- **TASK BRIEF**:
Please find all lines in the data that hold the string "ornament" and copy them.

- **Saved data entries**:
____

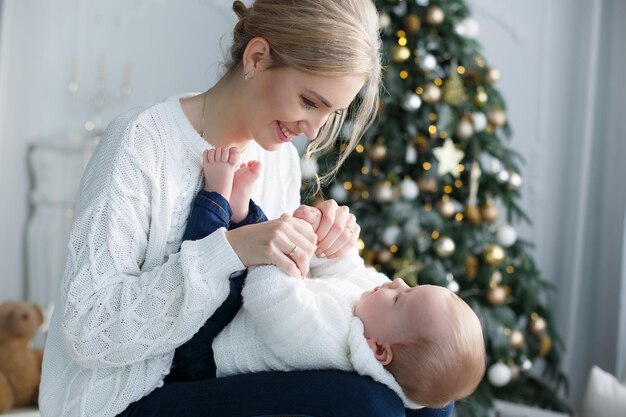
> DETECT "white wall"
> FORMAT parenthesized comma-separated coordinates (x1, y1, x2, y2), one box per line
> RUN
(0, 0, 235, 301)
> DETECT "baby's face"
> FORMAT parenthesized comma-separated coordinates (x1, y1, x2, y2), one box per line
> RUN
(354, 280, 454, 346)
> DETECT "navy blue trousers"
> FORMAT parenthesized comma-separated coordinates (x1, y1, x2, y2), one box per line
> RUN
(116, 191, 454, 416)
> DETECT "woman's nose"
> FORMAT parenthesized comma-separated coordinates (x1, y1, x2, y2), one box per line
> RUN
(301, 113, 330, 141)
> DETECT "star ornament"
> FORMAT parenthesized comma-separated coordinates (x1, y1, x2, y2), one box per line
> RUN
(433, 139, 465, 177)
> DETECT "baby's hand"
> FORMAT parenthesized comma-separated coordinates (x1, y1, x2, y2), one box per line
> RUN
(293, 205, 322, 232)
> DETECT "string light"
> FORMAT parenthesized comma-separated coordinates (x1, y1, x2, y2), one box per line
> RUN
(457, 66, 466, 74)
(343, 181, 353, 190)
(423, 162, 432, 170)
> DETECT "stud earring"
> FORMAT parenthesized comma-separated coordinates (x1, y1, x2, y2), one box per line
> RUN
(244, 71, 254, 80)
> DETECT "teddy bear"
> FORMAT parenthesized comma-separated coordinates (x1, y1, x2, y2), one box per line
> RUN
(0, 301, 44, 414)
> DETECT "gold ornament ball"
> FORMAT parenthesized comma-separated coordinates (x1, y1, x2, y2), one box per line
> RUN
(437, 198, 456, 218)
(369, 143, 388, 162)
(456, 119, 474, 140)
(481, 202, 499, 223)
(510, 330, 525, 350)
(487, 67, 502, 84)
(374, 181, 394, 203)
(433, 236, 456, 258)
(487, 286, 507, 305)
(474, 88, 489, 105)
(376, 249, 393, 264)
(488, 109, 507, 127)
(425, 5, 445, 26)
(465, 256, 479, 279)
(465, 205, 482, 225)
(391, 45, 411, 63)
(529, 316, 547, 335)
(405, 14, 421, 33)
(422, 83, 442, 104)
(538, 335, 552, 357)
(417, 175, 438, 193)
(483, 244, 505, 267)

____

- **COMPLETED EXERCISE**:
> DETECT "star ornament"
> DETECT "gold ornament ball"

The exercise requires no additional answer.